═════ Extracted entries

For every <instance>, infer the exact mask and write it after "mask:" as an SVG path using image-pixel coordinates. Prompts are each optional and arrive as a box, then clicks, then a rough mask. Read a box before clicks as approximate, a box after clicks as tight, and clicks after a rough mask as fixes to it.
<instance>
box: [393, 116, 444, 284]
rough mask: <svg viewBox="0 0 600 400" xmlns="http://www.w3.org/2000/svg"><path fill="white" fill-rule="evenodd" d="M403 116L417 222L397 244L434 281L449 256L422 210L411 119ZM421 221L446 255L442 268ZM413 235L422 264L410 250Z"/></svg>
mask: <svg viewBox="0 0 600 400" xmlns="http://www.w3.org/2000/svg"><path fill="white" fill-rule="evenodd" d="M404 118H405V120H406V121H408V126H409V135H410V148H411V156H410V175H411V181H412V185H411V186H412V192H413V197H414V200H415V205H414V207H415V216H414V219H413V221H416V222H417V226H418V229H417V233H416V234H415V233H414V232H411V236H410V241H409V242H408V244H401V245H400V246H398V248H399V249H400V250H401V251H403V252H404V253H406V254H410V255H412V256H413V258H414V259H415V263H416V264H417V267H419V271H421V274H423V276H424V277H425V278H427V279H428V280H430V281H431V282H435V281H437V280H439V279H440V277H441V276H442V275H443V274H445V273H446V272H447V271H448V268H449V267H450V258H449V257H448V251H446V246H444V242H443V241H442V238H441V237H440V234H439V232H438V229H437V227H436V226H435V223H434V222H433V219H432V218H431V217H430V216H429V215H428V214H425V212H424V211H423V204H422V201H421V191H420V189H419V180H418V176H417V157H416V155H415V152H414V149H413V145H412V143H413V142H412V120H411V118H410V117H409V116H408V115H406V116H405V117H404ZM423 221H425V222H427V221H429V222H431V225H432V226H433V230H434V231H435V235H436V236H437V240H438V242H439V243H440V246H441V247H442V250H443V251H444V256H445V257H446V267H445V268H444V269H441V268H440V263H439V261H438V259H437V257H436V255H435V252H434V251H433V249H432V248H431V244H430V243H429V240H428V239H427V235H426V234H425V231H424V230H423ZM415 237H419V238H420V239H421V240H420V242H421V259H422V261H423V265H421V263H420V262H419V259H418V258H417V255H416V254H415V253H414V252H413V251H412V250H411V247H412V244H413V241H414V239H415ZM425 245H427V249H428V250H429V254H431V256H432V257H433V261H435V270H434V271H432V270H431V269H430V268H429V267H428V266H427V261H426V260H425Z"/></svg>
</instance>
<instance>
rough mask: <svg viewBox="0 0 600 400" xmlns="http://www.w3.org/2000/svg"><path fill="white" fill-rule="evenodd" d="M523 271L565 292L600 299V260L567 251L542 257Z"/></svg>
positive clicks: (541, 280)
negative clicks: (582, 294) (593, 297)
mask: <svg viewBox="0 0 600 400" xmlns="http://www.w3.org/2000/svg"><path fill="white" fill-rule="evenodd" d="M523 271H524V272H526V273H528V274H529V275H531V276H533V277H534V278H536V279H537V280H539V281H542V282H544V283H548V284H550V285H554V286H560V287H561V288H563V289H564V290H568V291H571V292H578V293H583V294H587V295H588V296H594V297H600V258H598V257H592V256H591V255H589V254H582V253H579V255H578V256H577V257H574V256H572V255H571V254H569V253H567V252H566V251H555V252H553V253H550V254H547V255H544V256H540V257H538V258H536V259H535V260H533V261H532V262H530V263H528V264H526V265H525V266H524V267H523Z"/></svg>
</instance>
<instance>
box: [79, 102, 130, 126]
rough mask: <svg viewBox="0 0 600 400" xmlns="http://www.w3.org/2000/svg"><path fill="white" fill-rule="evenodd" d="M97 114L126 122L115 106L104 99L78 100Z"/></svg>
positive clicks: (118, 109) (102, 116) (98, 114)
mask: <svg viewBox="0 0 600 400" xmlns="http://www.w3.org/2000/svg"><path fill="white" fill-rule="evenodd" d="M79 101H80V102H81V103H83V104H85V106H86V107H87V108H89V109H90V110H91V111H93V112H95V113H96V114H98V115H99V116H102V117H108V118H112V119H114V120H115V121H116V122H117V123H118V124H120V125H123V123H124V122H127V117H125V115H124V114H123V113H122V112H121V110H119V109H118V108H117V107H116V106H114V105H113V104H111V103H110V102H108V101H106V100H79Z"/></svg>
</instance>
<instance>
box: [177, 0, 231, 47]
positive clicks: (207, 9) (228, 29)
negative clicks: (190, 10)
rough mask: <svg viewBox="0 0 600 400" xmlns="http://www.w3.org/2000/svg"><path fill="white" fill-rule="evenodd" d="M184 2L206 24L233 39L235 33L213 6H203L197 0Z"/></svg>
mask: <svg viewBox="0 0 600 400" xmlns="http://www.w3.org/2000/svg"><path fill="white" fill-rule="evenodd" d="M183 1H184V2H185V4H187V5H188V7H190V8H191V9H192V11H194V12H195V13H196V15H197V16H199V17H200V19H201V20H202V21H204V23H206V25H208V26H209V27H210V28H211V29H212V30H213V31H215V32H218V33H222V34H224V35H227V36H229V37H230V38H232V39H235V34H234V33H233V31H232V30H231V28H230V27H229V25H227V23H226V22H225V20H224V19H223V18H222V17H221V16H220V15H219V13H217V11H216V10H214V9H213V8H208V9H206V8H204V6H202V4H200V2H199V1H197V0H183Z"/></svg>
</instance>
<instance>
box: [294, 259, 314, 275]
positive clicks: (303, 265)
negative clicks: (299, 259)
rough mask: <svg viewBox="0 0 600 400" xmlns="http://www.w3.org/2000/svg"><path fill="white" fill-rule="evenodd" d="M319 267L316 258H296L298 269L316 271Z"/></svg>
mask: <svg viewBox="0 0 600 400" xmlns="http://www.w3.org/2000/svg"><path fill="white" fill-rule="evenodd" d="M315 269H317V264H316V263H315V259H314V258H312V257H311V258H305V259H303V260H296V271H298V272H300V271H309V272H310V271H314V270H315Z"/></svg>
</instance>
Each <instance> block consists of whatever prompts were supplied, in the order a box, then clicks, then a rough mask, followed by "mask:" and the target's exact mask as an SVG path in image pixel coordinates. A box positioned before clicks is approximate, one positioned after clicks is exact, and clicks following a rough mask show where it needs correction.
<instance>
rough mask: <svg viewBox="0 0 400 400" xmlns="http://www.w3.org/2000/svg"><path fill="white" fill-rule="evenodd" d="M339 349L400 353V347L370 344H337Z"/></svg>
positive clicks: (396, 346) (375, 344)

══════════

**Problem requirements:** The answer should contain only the lines from the first line of the entries through the line holding "box: [393, 116, 444, 284]", each exactly as written.

**Task result:**
For every <instance>, infer the exact mask and write it after "mask:" as an SVG path using image-pixel coordinates. Prompts are each optional and arrive as a box, then clicks, then a rough mask. Read a box before clicks as approximate, a box after clicks as tight, and clicks after a rough mask as fixes to it.
<instance>
box: [393, 116, 444, 284]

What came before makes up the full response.